PROMPT 1 ::
Decide whether each statement below agrees with the passage on dog health conditions. Answer yes or no for each, quoting the deciding words from the passage.
(a) Canine hip dysplasia is inherited.
(b) The first signs of Legg-Perthes disease usually show up when puppies are about a year old.
(c) Patellar luxation keeps dogs from leading normal lives.
PROMPT 2 :: List every factor that the passage on dog health conditions says can contribute to the development of canine hip dysplasia.
PROMPT 3 :: Write the next part of the passage on dog health conditions, picking up after its last sentence.
(QUOTED PASSAGE begins)
  • Hip Dysplasia: When the hip socket is poorly formed or the ligaments are loose enough to allow the ball of the thigh bone (femur) to slide part of the way out of the hip socket, it’s called dysplastic. Canine hip dysplasia is inherited, with environmental factors sometimes playing a large part in its development. Over time, there is degeneration of the joint that can cause arthritis and pain, even lameness. Excess weight, excessive or prolonged exercise before maturity, a fast growth rate, and high-calorie or supplemented diets can contribute to the development of canine hip dysplasia. Veterinary care includes nutritional supplements, medication and, in some cases, surgery.
  • Hypothyroidism: Hypothyroidism is caused by is an under active thyroid gland. It’s thought to be responsible for conditions such as epilepsy, hair loss, obesity, lethargy, hyperpigmentation, pyoderma and other skin conditions.
  • Legg-Perthes Disease: This is another disease involving the hip joint. Many toy breeds are prone to this condition. When your Poodle has Legg-perthes, the blood supply to the head of the femur (the large rear leg bone) is decreased, and the head of the femur that connects to the pelvis begins to disintegrate. Usually, the first signs of Legg-Perthes, limping and atrophy of the leg muscle, occur when puppies are 4 to 6 months old. The condition can be corrected with surgery to cut off the diseased femur so that it isn’t attached to the pelvis any longer. The scar tissue that results from the surgery creates a false joint and the puppy is usually pain free.
  • Patellar Luxation: The patella is the kneecap. Luxation means dislocation of an anatomical part (as a bone at a joint). Patellar luxation is when the knee joint (often of a hind leg) slides in and out of place, causing pain. This can be crippling, but many dogs lead relatively normal lives with this condition.
(QUOTED PASSAGE ends)
(DATA begins)
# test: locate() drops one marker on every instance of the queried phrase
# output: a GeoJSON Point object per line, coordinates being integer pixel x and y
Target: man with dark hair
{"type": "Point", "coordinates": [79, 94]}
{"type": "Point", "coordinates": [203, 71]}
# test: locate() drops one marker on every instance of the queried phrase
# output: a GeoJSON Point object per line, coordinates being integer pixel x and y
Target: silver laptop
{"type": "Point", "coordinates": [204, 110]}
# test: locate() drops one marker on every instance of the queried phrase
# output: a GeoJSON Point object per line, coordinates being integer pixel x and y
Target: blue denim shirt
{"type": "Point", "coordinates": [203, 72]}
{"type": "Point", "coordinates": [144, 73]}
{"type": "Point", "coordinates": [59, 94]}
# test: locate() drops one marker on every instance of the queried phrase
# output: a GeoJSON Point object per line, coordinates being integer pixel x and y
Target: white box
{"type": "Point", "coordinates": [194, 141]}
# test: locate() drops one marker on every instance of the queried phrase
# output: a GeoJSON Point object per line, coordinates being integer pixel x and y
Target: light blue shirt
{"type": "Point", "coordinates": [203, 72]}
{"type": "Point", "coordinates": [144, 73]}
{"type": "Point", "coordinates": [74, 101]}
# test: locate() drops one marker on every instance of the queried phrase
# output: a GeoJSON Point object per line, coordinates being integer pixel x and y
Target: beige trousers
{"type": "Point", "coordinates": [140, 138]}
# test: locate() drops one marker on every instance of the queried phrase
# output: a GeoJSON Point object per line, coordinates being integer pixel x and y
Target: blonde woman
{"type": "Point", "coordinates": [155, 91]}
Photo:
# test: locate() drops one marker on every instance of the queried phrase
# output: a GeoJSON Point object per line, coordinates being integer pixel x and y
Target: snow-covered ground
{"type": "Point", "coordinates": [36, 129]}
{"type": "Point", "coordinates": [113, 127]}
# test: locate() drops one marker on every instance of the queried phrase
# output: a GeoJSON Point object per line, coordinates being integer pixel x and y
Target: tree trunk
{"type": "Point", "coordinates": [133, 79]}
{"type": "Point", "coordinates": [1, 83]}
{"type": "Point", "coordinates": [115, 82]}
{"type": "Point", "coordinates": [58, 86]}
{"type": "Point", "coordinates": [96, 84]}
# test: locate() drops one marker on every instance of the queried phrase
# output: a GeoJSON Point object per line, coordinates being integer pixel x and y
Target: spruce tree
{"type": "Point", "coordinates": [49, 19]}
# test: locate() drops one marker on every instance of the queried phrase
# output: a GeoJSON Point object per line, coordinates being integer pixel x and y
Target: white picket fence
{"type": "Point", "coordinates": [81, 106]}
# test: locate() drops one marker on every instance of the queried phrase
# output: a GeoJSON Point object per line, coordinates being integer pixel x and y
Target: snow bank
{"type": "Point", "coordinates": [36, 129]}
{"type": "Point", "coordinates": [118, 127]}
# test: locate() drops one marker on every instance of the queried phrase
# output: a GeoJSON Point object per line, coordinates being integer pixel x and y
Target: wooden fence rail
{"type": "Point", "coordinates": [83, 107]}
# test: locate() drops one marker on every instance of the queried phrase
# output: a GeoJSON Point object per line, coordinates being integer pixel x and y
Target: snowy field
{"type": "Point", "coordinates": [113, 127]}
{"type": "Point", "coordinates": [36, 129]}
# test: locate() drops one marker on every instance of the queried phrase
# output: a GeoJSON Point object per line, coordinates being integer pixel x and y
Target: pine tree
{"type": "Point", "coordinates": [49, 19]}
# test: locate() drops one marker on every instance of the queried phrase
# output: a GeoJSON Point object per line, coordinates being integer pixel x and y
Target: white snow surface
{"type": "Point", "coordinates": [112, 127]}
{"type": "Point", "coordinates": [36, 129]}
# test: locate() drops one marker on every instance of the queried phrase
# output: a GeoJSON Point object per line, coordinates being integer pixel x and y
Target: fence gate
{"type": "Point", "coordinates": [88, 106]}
(DATA ends)
EXPECTED OUTPUT 1 ::
(a) Yes: "Canine hip dysplasia is inherited"
(b) No: "occur when puppies are 4 to 6 months old"
(c) No: "many dogs lead relatively normal lives with this condition"

EXPECTED OUTPUT 2 ::
- Excess weight
- Excessive or prolonged exercise before maturity
- A fast growth rate
- High-calorie or supplemented diets

EXPECTED OUTPUT 3 ::
  • Progressive Retinal Atrophy (PRA): PRA is a family of eye diseases that involves the gradual deterioration of the retina. Early in the disease, affected dogs become night-blind. As the disease progresses, they lose sight during the day. Many affected dogs adapt to their limited or loss of vision very well, as long as the surroundings remain the same.
  • Optic Nerve Hypoplasia: This condition is a congenital failure if development of the optic nerve. It causes blindness and abnormal pupil response in the affected eye.
  • Sebaceous Adenitis (SA): SA is a serious problem in Poodles, especially Standards. It’s estimated that 50 percent of all Standard Poodles are carriers, or affected. This genetic condition is difficult to diagnose and often is mistaken for hypothyroidism, allergies, or other conditions. When a dog has SA, the sebaceous glands in the skin become inflamed for unknown reasons, and are eventually destroyed. These glands typically produce sebum, a fatty secretion that aids in preventing drying of the skin. It’s usually first noticed when the dog is from 1 to 5 years old. Affected dogs typically have dry, scaly skin with hair loss on top of the head, neck, and back. Severely affected dogs can have thickened skin and an unpleasant odor, along with secondary skin infections. Although the problem is primarily cosmetic, it can be uncomfortable for the dog. Your vet will perform a biopsy of the skin if SA is suspected. Treatment options vary.
  • Von Willebrand’s Disease: This is an inherited blood disorder that interferes with the blood’s ability to clot. The main symptom is excessive bleeding after an injury or surgery. Other symptoms include nosebleeds, bleeding gums, or bleeding in the stomach or intestines. There is no cure, and a blood transfusion from the blood of normal dogs is currently the only treatment. Research is underway for new treatments, including medication. Most dogs with von Willebrand’s disease can lead normal lives. A vet can test your dog for the condition. Dogs with this condition should not be bred.